America's youth are in crisis. Raised by well-meaning but overprotective parents and coddled by well-meaning but misbegotten government programs, they are ill-equipped to survive in our highly-competitive global economy.
Many of the coming-of-age rituals that have defined the American experience since the Founding: learning the value of working with your hands, leaving home to start a family, becoming economically self-reliant--are being delayed or skipped altogether. The statistics are daunting: 30% of college students drop out after the first year, and only 4 in 10 graduate. One in three 18-to-34 year-olds live with their parents.
From these disparate phenomena: Nebraska Senator Ben Sasse who as president of a Midwestern college observed the trials of this generation up close, sees an existential threat to the American way of life.
In The Vanishing American Adult, Sasse diagnoses the causes of a generation that can't grow up and offers a path for raising children to become active and engaged citizens. He identifies core formative experiences that all young people should pursue: hard work to appreciate the benefits of labor, travel to understand deprivation and want, the power of reading, the importance of nurturing your body--and explains how parents can encourage them.
Our democracy depends on responsible, contributing adults to function properly--without them America falls prey to populist demagogues. A call to arms in the tradition of The Closing of the American Mind and a manifesto for parents in the traditions of Battle Hymn of the Tiger Mother, The Vanishing American Adult will ignite a much-needed debate about the link between the way we're raising our children and the future of our country.

**ENTRIES SHOWN**
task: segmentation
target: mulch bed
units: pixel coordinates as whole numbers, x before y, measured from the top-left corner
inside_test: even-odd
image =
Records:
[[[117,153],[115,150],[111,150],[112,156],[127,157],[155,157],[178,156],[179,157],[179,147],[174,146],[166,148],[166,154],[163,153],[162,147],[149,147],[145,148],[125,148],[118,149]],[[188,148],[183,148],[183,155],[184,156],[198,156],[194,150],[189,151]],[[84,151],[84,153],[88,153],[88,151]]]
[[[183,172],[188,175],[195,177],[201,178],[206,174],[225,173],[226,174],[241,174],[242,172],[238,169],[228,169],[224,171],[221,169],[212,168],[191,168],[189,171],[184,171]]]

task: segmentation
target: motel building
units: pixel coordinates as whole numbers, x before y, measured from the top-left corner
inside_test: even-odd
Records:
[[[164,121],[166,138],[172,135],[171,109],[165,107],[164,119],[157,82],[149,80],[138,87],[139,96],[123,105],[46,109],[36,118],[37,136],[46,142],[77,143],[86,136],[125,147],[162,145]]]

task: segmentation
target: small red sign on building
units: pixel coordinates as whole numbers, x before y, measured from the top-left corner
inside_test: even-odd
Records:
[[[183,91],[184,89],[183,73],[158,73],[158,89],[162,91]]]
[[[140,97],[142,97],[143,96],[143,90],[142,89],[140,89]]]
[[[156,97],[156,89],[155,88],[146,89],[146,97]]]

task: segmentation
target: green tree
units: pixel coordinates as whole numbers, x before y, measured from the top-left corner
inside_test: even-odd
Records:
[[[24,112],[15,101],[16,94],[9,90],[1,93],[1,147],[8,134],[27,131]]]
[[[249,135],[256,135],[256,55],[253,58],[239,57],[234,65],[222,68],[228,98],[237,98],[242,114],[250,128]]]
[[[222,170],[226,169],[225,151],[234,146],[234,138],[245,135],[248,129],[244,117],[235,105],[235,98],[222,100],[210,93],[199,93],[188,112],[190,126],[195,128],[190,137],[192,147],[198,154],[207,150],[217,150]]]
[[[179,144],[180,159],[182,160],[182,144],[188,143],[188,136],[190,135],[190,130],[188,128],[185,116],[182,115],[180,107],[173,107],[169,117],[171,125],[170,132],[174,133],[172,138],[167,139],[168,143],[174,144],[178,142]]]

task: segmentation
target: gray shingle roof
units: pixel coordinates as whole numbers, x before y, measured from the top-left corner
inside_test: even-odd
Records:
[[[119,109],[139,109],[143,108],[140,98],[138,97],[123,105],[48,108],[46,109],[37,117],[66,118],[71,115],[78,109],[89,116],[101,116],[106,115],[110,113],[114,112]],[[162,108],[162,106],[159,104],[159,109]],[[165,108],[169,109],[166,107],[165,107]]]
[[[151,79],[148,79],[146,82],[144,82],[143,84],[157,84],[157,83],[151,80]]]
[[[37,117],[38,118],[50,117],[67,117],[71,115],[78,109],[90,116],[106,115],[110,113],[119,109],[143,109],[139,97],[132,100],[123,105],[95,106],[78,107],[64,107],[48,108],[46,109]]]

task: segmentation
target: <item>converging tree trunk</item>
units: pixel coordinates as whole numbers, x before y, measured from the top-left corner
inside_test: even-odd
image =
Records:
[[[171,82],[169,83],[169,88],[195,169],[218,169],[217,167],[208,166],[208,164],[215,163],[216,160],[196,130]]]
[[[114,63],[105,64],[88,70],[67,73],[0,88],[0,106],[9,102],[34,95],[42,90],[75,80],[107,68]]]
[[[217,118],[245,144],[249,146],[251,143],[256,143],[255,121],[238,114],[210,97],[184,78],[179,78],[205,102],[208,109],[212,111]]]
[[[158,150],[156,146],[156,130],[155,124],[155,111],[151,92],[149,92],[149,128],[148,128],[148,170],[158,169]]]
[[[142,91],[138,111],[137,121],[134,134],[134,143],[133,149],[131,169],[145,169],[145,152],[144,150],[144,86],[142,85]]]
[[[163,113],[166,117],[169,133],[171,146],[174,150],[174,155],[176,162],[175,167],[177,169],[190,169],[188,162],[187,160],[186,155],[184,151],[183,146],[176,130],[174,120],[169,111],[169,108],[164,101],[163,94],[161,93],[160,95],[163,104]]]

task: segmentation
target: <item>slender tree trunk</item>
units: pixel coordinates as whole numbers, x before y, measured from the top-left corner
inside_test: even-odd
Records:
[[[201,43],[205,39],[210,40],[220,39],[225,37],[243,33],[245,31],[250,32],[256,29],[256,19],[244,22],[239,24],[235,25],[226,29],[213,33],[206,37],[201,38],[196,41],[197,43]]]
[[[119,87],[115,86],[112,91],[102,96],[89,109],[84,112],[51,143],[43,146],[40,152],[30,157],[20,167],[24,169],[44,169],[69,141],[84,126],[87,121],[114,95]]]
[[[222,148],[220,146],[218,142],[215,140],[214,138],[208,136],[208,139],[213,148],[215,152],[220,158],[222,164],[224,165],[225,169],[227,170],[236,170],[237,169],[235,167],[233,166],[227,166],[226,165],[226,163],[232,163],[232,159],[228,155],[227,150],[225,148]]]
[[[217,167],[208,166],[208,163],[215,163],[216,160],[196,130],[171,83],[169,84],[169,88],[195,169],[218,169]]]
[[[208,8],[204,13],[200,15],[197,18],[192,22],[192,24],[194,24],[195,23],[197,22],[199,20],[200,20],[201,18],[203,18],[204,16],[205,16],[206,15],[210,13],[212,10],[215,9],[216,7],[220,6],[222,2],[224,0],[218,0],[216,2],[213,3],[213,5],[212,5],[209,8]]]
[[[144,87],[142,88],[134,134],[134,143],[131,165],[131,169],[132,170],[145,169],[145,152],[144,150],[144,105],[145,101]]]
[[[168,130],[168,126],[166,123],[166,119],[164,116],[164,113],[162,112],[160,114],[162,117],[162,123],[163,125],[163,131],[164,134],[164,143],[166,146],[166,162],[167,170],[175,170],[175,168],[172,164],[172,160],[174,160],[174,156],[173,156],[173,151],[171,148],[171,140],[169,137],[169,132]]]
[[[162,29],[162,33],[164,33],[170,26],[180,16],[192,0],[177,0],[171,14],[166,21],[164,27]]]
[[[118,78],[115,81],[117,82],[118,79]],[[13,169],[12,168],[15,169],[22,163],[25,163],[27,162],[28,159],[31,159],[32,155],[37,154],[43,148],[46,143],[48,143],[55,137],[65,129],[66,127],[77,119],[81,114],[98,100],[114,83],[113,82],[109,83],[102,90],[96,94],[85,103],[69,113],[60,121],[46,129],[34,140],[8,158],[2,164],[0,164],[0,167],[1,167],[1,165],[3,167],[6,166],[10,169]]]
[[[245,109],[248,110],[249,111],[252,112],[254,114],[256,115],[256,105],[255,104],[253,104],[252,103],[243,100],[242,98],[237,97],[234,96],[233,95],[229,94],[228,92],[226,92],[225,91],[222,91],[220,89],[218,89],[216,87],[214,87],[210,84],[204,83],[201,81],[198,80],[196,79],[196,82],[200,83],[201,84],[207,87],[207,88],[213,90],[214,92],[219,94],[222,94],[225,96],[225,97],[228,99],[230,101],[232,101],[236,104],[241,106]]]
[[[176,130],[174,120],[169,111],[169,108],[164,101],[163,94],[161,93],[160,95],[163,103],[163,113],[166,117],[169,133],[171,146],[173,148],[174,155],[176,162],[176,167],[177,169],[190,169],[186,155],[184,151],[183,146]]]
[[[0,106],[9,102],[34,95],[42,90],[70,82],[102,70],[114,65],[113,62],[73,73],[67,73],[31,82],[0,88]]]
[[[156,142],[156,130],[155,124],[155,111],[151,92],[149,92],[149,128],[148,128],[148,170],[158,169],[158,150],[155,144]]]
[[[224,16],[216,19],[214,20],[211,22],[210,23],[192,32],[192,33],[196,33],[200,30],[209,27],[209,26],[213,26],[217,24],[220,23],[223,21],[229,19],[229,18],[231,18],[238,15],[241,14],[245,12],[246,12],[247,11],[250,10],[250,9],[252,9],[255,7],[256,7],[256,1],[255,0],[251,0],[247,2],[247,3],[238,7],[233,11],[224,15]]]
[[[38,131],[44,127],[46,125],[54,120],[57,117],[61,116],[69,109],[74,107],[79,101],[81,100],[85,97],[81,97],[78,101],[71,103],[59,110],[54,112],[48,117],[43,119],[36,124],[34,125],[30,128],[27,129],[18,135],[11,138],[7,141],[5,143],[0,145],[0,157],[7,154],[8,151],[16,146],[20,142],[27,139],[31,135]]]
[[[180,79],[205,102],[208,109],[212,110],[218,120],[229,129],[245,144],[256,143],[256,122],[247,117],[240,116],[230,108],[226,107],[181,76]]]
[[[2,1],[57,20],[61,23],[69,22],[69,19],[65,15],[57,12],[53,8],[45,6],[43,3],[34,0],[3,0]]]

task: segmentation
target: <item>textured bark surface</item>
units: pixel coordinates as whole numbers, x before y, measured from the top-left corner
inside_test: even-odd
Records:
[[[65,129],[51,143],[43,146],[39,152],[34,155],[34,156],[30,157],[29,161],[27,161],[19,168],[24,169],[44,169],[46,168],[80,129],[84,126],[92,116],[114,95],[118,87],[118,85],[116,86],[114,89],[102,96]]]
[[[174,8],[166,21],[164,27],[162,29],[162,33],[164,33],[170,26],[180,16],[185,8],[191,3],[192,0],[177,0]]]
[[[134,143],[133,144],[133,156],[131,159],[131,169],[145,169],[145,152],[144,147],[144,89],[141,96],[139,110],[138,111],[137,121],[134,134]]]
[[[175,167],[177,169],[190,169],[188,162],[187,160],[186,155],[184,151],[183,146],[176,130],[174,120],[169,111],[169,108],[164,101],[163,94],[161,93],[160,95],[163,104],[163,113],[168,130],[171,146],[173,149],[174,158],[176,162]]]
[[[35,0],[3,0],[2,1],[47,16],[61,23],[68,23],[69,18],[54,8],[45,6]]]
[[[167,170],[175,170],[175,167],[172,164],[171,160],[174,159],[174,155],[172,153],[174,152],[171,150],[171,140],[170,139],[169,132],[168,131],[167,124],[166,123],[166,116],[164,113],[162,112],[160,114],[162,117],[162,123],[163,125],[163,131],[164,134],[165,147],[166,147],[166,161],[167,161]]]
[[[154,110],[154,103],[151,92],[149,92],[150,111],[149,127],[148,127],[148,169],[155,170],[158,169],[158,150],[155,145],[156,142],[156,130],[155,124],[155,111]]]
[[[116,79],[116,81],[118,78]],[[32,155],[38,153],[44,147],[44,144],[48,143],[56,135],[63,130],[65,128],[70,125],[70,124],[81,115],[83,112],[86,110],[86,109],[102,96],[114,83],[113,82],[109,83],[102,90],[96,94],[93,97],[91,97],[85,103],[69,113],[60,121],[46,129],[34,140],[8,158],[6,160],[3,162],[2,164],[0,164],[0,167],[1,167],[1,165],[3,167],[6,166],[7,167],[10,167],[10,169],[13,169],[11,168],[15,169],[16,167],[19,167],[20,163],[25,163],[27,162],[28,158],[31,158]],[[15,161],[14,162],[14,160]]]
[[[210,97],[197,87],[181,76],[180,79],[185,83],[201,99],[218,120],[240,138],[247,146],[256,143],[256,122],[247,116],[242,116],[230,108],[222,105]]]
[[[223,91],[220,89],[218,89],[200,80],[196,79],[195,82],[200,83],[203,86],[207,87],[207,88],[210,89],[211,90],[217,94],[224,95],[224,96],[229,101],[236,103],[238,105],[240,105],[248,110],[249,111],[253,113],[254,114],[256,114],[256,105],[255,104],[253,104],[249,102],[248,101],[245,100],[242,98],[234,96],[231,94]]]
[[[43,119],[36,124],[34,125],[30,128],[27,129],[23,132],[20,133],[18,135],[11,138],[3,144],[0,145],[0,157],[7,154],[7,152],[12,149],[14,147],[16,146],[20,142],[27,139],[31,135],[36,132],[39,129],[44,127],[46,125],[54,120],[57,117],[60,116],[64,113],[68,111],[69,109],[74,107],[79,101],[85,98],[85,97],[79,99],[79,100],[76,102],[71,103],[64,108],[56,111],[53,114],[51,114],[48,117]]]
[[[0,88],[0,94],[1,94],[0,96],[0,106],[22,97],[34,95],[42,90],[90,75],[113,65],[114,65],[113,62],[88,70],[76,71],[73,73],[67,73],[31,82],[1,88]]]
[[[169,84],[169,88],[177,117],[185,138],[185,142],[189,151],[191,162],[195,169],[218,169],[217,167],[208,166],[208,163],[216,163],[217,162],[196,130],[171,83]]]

**PROBLEM DETAILS**
According to the description of The Vanishing American Adult, what share of college students drop out after their first year?

**WRITTEN RESPONSE**
30%